Recorded data:
········

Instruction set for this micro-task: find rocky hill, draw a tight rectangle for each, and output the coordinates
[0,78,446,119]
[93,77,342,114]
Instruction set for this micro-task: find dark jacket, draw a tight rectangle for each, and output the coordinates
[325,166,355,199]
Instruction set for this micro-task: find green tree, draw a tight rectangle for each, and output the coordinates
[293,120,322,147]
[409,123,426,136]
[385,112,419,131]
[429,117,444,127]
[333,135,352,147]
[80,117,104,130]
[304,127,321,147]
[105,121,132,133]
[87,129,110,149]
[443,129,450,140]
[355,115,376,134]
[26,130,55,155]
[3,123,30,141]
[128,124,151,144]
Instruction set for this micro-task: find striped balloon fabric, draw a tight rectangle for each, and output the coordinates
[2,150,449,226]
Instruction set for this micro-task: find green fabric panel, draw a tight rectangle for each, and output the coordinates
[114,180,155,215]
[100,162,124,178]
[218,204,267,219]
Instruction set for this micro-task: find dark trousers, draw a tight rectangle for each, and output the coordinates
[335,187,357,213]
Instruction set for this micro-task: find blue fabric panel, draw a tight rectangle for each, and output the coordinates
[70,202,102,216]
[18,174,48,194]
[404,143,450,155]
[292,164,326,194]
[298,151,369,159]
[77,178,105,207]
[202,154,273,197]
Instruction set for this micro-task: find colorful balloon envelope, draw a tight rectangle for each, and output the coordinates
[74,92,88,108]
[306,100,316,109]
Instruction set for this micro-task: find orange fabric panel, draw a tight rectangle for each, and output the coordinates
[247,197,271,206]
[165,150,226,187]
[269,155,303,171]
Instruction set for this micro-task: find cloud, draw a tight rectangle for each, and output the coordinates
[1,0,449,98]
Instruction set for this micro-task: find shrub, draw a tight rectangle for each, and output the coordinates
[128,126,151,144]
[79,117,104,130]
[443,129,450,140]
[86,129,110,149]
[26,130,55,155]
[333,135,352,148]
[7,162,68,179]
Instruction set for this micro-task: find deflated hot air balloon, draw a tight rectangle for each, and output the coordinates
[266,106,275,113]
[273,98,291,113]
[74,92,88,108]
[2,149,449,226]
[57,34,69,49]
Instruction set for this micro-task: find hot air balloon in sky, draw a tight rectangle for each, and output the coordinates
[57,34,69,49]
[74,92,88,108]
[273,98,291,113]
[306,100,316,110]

········

● Exercise goal
Print the line containing "Instruction set for this micro-task: find blue" and every line after it to the end of the records above, exactly as written, and nothing else.

● Reply
Instruction set for this micro-task: find blue fabric panel, draw a tight rectangle for each, and output the coordinates
[70,202,102,216]
[18,174,48,194]
[404,143,450,155]
[292,164,326,194]
[298,151,369,159]
[77,178,105,207]
[202,154,273,197]
Instruction set for this micro-task: find colorful balloon envelope, draw a tight rectangle for each, and output the coordinates
[74,92,88,108]
[306,100,316,109]
Instruction set for this micro-task: find orange fabric panel, draw a tight rectangle for each, and output the coordinates
[247,197,271,206]
[165,150,226,187]
[269,155,303,171]
Instruction set for this micro-task: find cloud, draw a tight rectangle for each, and output the coordinates
[1,0,449,98]
Instruction set for this micro-task: find shrub, draw a tight rectangle for each, and output the coordinates
[128,126,151,144]
[79,117,104,130]
[443,129,450,140]
[86,129,110,149]
[26,130,55,155]
[333,135,352,148]
[7,162,68,179]
Instruction set for this micro-task: find deflated hot air balloon, draw a tight rectangle for each, and output the coordinates
[266,106,275,113]
[273,98,291,113]
[74,92,88,108]
[2,149,449,226]
[57,34,69,49]
Instruction set for this micro-task: find hot air balloon in sky, draw a tight rectangle for each, and output the coordinates
[57,34,69,49]
[74,92,88,108]
[273,98,291,113]
[306,100,316,110]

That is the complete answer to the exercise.